= Beginning of Section =

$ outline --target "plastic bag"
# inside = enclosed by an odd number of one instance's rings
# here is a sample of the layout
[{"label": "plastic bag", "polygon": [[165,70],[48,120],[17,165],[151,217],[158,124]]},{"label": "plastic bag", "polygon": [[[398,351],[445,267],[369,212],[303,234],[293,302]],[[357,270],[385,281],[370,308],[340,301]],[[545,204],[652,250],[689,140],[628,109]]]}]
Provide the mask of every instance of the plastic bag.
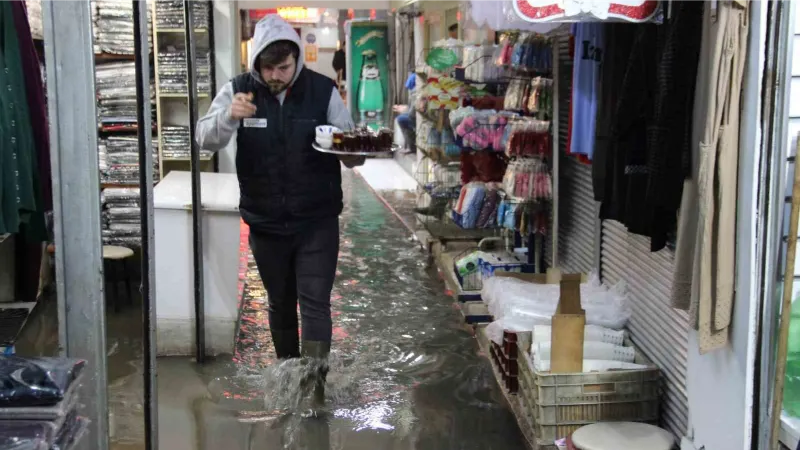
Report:
[{"label": "plastic bag", "polygon": [[64,399],[85,361],[0,357],[0,406],[52,406]]},{"label": "plastic bag", "polygon": [[67,418],[64,425],[58,431],[58,436],[55,438],[50,450],[68,450],[80,440],[86,429],[89,427],[89,419],[78,416],[77,412],[73,412]]},{"label": "plastic bag", "polygon": [[[515,278],[493,277],[484,280],[481,296],[497,325],[513,331],[533,331],[536,325],[549,325],[558,307],[558,284],[528,283]],[[628,323],[632,310],[628,305],[625,285],[613,288],[600,283],[592,274],[582,283],[581,306],[586,323],[621,330]],[[501,333],[502,334],[502,333]]]},{"label": "plastic bag", "polygon": [[54,427],[47,422],[4,421],[0,425],[0,449],[48,450],[54,434]]}]

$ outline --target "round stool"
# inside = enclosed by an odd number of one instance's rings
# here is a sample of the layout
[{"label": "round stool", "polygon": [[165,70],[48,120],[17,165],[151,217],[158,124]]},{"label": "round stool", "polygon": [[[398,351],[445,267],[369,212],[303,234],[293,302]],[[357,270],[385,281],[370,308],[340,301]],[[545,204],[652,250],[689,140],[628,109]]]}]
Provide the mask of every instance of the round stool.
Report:
[{"label": "round stool", "polygon": [[[110,278],[117,287],[120,282],[123,283],[125,289],[125,296],[128,297],[128,302],[133,303],[133,296],[131,294],[131,278],[128,274],[127,267],[125,267],[125,260],[133,256],[133,250],[127,247],[120,247],[117,245],[104,245],[103,246],[103,260],[108,262],[109,273],[107,280]],[[120,295],[120,299],[122,296]],[[114,302],[114,311],[119,311],[119,302]]]},{"label": "round stool", "polygon": [[572,443],[576,450],[670,450],[675,438],[646,423],[604,422],[579,428]]}]

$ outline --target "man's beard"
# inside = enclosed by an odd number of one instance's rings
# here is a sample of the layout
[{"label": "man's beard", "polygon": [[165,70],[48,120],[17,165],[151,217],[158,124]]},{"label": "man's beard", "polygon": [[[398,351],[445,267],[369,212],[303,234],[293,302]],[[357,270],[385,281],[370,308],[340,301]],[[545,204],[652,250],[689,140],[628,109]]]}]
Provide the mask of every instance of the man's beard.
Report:
[{"label": "man's beard", "polygon": [[267,87],[269,88],[269,91],[272,93],[272,95],[278,95],[281,92],[285,91],[286,90],[286,86],[287,86],[287,84],[284,83],[283,81],[268,81],[267,82]]}]

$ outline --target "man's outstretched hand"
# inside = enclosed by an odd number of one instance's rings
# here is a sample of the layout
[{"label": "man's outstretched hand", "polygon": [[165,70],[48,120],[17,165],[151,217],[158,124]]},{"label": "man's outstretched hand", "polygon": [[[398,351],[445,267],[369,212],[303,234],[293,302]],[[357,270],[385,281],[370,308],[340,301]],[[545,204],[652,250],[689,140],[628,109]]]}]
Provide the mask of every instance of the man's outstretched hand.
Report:
[{"label": "man's outstretched hand", "polygon": [[253,93],[240,92],[233,96],[231,109],[228,113],[233,120],[242,120],[256,115],[256,105],[253,104]]}]

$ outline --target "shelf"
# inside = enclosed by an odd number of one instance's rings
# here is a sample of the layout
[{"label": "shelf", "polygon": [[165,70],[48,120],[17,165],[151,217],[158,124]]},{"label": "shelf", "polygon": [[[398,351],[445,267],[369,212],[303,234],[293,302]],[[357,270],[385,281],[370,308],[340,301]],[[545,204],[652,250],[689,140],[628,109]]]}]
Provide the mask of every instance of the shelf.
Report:
[{"label": "shelf", "polygon": [[[214,159],[214,155],[201,156],[200,157],[200,161],[201,162],[207,162],[207,161],[211,161],[213,159]],[[165,158],[161,159],[162,162],[190,162],[191,160],[192,160],[192,158],[188,158],[188,157],[187,158],[166,158],[165,157]]]},{"label": "shelf", "polygon": [[[139,125],[115,125],[110,127],[105,127],[103,125],[97,126],[97,131],[100,133],[138,133],[139,132]],[[158,131],[156,124],[153,124],[153,128],[151,130],[153,133]]]},{"label": "shelf", "polygon": [[[176,92],[160,92],[158,93],[159,98],[180,98],[180,99],[188,99],[189,94],[179,94]],[[209,94],[206,93],[198,93],[197,98],[208,98],[210,97]]]},{"label": "shelf", "polygon": [[112,53],[95,53],[94,54],[95,62],[105,63],[105,62],[132,62],[136,61],[136,57],[134,55],[115,55]]},{"label": "shelf", "polygon": [[[153,181],[153,186],[158,184],[158,180]],[[119,184],[119,183],[100,183],[100,189],[139,189],[139,183]]]},{"label": "shelf", "polygon": [[[183,28],[155,28],[154,31],[156,33],[165,33],[165,34],[183,34],[186,30]],[[195,28],[195,33],[208,33],[207,28]]]},{"label": "shelf", "polygon": [[442,221],[422,221],[431,237],[439,241],[480,241],[483,238],[500,236],[500,229],[464,229],[449,218]]},{"label": "shelf", "polygon": [[11,233],[0,234],[0,244],[2,244],[9,237],[11,237]]}]

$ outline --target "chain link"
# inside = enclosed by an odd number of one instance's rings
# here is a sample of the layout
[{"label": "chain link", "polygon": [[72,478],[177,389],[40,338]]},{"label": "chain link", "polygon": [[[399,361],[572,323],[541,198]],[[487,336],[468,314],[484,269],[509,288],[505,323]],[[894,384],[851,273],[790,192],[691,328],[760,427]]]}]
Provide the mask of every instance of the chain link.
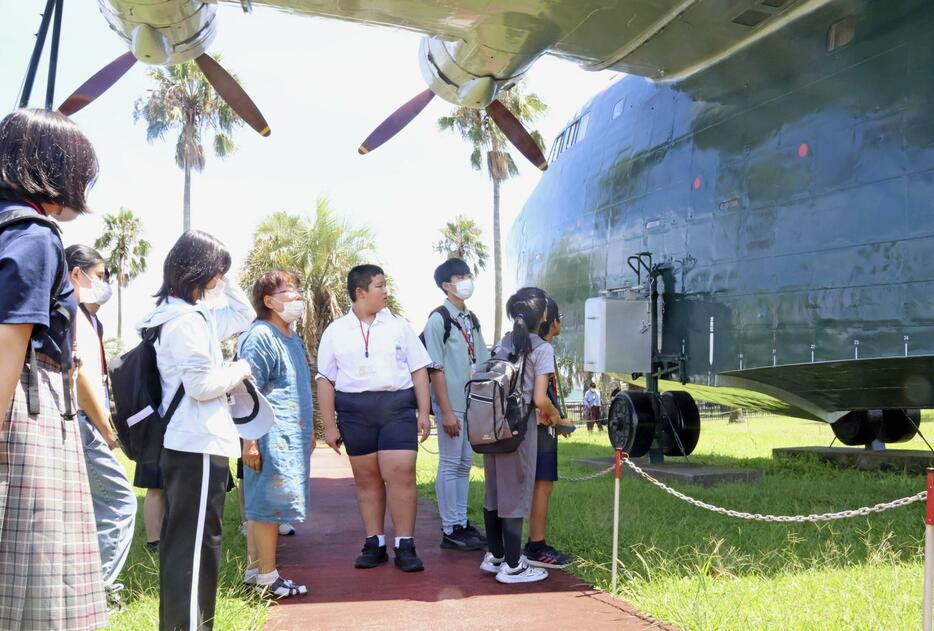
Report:
[{"label": "chain link", "polygon": [[[873,513],[881,513],[883,511],[890,510],[892,508],[901,508],[902,506],[908,506],[909,504],[914,504],[915,502],[921,502],[927,499],[928,492],[921,491],[915,495],[908,497],[902,497],[891,502],[881,502],[874,506],[863,506],[861,508],[855,508],[853,510],[844,510],[838,511],[836,513],[821,513],[819,515],[761,515],[759,513],[745,513],[742,511],[735,511],[729,508],[722,508],[720,506],[714,506],[713,504],[708,504],[707,502],[702,502],[693,497],[689,497],[680,491],[676,491],[667,484],[659,482],[651,475],[640,469],[636,463],[631,461],[628,456],[625,454],[622,458],[623,464],[632,469],[636,474],[642,476],[645,480],[654,484],[661,490],[665,491],[669,495],[677,497],[679,500],[687,502],[692,506],[698,508],[703,508],[714,513],[719,513],[720,515],[727,515],[729,517],[736,517],[737,519],[745,519],[748,521],[765,521],[765,522],[778,522],[778,523],[816,523],[822,521],[833,521],[835,519],[846,519],[848,517],[863,517],[866,515],[871,515]],[[610,467],[612,469],[612,467]]]},{"label": "chain link", "polygon": [[581,475],[581,476],[560,475],[558,476],[558,479],[561,480],[562,482],[586,482],[587,480],[594,480],[596,478],[599,478],[600,476],[604,476],[607,473],[610,473],[615,468],[615,466],[616,465],[611,464],[609,467],[607,467],[603,471],[598,471],[597,473],[591,473],[590,475]]}]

= End of Section =

- _WORK TO BE COMPLETED_: Send back the listing exactly as it stands. Do not include the pictures.

- _OUTPUT_:
$ outline --target "plastic bag"
# inside = enclosed by an odd number of one instance's rings
# here is a sample of the layout
[{"label": "plastic bag", "polygon": [[165,70],[48,120],[17,165],[151,217],[158,124]]},{"label": "plastic bag", "polygon": [[[398,351],[445,267],[369,212],[303,234],[293,302]],[[357,270],[385,281],[370,308],[340,301]],[[545,204],[652,250],[689,140],[628,109]]]}]
Provide the mask of every instance of the plastic bag.
Report:
[{"label": "plastic bag", "polygon": [[64,399],[85,361],[0,357],[0,406],[52,406]]},{"label": "plastic bag", "polygon": [[67,418],[64,425],[58,431],[58,436],[55,438],[50,450],[68,450],[80,440],[86,429],[89,427],[89,419],[78,416],[77,412],[73,412]]},{"label": "plastic bag", "polygon": [[[515,278],[493,277],[484,280],[481,296],[497,325],[513,331],[533,331],[536,325],[549,325],[558,307],[558,284],[528,283]],[[628,323],[632,310],[628,305],[625,285],[613,288],[600,283],[592,274],[582,283],[581,306],[586,323],[621,330]],[[501,333],[502,334],[502,333]]]},{"label": "plastic bag", "polygon": [[54,427],[47,422],[4,421],[0,425],[0,449],[48,450],[54,434]]}]

$ outline --target "round stool"
# inside = enclosed by an odd number of one instance's rings
# here is a sample of the layout
[{"label": "round stool", "polygon": [[165,70],[48,120],[17,165],[151,217],[158,124]]},{"label": "round stool", "polygon": [[[398,351],[445,267],[369,212],[303,234],[293,302]],[[357,270],[385,281],[370,308],[340,301]],[[545,204],[652,250],[689,140],[628,109]]]}]
Provide the mask of every instance of the round stool.
Report:
[{"label": "round stool", "polygon": [[[110,278],[117,287],[120,282],[123,283],[125,289],[125,296],[128,297],[128,302],[133,303],[133,296],[131,294],[131,278],[128,274],[127,267],[125,267],[125,260],[133,256],[133,250],[127,247],[120,247],[117,245],[104,245],[103,246],[103,260],[108,262],[109,273],[107,280]],[[120,295],[120,299],[122,296]],[[114,302],[114,311],[119,311],[119,302]]]},{"label": "round stool", "polygon": [[572,443],[576,450],[670,450],[675,438],[646,423],[604,422],[579,428]]}]

$ outline --target "man's beard"
# inside = enclosed by an odd number of one instance's rings
# here is a sample of the layout
[{"label": "man's beard", "polygon": [[165,70],[48,120],[17,165],[151,217],[158,124]]},{"label": "man's beard", "polygon": [[[398,351],[445,267],[369,212],[303,234],[293,302]],[[357,270],[385,281],[370,308],[340,301]],[[545,204],[652,250],[689,140],[628,109]]]}]
Provide the mask of every instance of the man's beard.
Report:
[{"label": "man's beard", "polygon": [[267,87],[269,88],[269,91],[272,93],[272,95],[278,95],[281,92],[285,91],[286,90],[286,86],[287,86],[287,84],[284,83],[283,81],[268,81],[267,82]]}]

$ outline --target "man's outstretched hand"
# inside = enclosed by an odd number of one instance's rings
# here is a sample of the layout
[{"label": "man's outstretched hand", "polygon": [[165,70],[48,120],[17,165],[151,217],[158,124]]},{"label": "man's outstretched hand", "polygon": [[[398,351],[445,267],[369,212],[303,234],[293,302]],[[357,270],[385,281],[370,308],[340,301]],[[545,204],[652,250],[689,140],[628,109]]]}]
Provide the mask of every instance of the man's outstretched hand.
Report:
[{"label": "man's outstretched hand", "polygon": [[253,93],[240,92],[233,96],[231,109],[228,113],[233,120],[242,120],[256,115],[256,105],[253,104]]}]

$ outline --target "shelf"
# inside = enclosed by an odd number of one instance's rings
# here is a sample of the layout
[{"label": "shelf", "polygon": [[165,70],[48,120],[17,165],[151,217],[158,124]]},{"label": "shelf", "polygon": [[[398,351],[445,267],[369,212],[303,234],[293,302]],[[357,270],[385,281],[370,308],[340,301]],[[545,204],[652,250],[689,140],[628,109]]]}]
Provide the mask of every instance of the shelf.
Report:
[{"label": "shelf", "polygon": [[[214,159],[214,155],[201,156],[200,157],[200,161],[201,162],[207,162],[207,161],[211,161],[213,159]],[[165,158],[161,159],[162,162],[190,162],[191,160],[192,160],[192,158],[188,158],[188,157],[187,158],[166,158],[165,157]]]},{"label": "shelf", "polygon": [[[139,125],[115,125],[110,127],[105,127],[103,125],[97,126],[97,131],[100,133],[138,133],[139,132]],[[158,131],[156,124],[153,124],[153,128],[151,130],[153,133]]]},{"label": "shelf", "polygon": [[[176,92],[160,92],[158,93],[159,98],[180,98],[180,99],[188,99],[189,94],[179,94]],[[209,94],[206,93],[198,93],[197,98],[208,98],[210,97]]]},{"label": "shelf", "polygon": [[112,53],[95,53],[94,54],[95,62],[105,63],[105,62],[132,62],[136,61],[136,57],[134,55],[115,55]]},{"label": "shelf", "polygon": [[[153,181],[153,186],[158,184],[158,180]],[[119,184],[119,183],[100,183],[100,189],[139,189],[139,183]]]},{"label": "shelf", "polygon": [[[183,28],[155,28],[154,31],[156,33],[165,33],[165,34],[183,34],[186,30]],[[195,28],[195,33],[208,33],[207,28]]]},{"label": "shelf", "polygon": [[442,221],[422,221],[431,237],[439,241],[480,241],[483,238],[500,236],[500,229],[464,229],[449,218]]},{"label": "shelf", "polygon": [[11,233],[0,234],[0,244],[2,244],[9,237],[11,237]]}]

$ outline --target "chain link"
# inside = enclosed by an odd number of one instance's rings
# here is a sample of the layout
[{"label": "chain link", "polygon": [[72,478],[177,389],[40,338]]},{"label": "chain link", "polygon": [[[399,361],[572,323],[541,198]],[[487,336],[468,314],[484,269],[509,288],[505,323]],[[894,384],[851,273],[790,192],[691,328],[760,427]]]}]
Provide the mask of every instance of the chain link.
Report:
[{"label": "chain link", "polygon": [[[873,513],[881,513],[883,511],[890,510],[892,508],[901,508],[902,506],[908,506],[909,504],[914,504],[915,502],[921,502],[927,499],[928,492],[921,491],[915,495],[908,497],[902,497],[891,502],[881,502],[874,506],[863,506],[861,508],[855,508],[853,510],[844,510],[838,511],[836,513],[821,513],[819,515],[761,515],[759,513],[745,513],[742,511],[735,511],[729,508],[722,508],[720,506],[714,506],[713,504],[708,504],[707,502],[702,502],[693,497],[689,497],[680,491],[676,491],[667,484],[659,482],[651,475],[640,469],[636,463],[631,461],[628,456],[625,454],[622,458],[623,464],[632,469],[636,474],[642,476],[645,480],[654,484],[661,490],[665,491],[669,495],[677,497],[679,500],[687,502],[692,506],[698,508],[703,508],[714,513],[719,513],[720,515],[727,515],[729,517],[736,517],[737,519],[745,519],[748,521],[765,521],[765,522],[778,522],[778,523],[816,523],[822,521],[833,521],[835,519],[846,519],[848,517],[863,517],[866,515],[871,515]],[[610,467],[612,469],[612,467]]]},{"label": "chain link", "polygon": [[581,475],[581,476],[560,475],[558,476],[558,479],[561,480],[562,482],[586,482],[587,480],[594,480],[596,478],[599,478],[600,476],[604,476],[607,473],[610,473],[615,468],[615,466],[616,465],[611,464],[609,467],[607,467],[603,471],[598,471],[597,473],[591,473],[590,475]]}]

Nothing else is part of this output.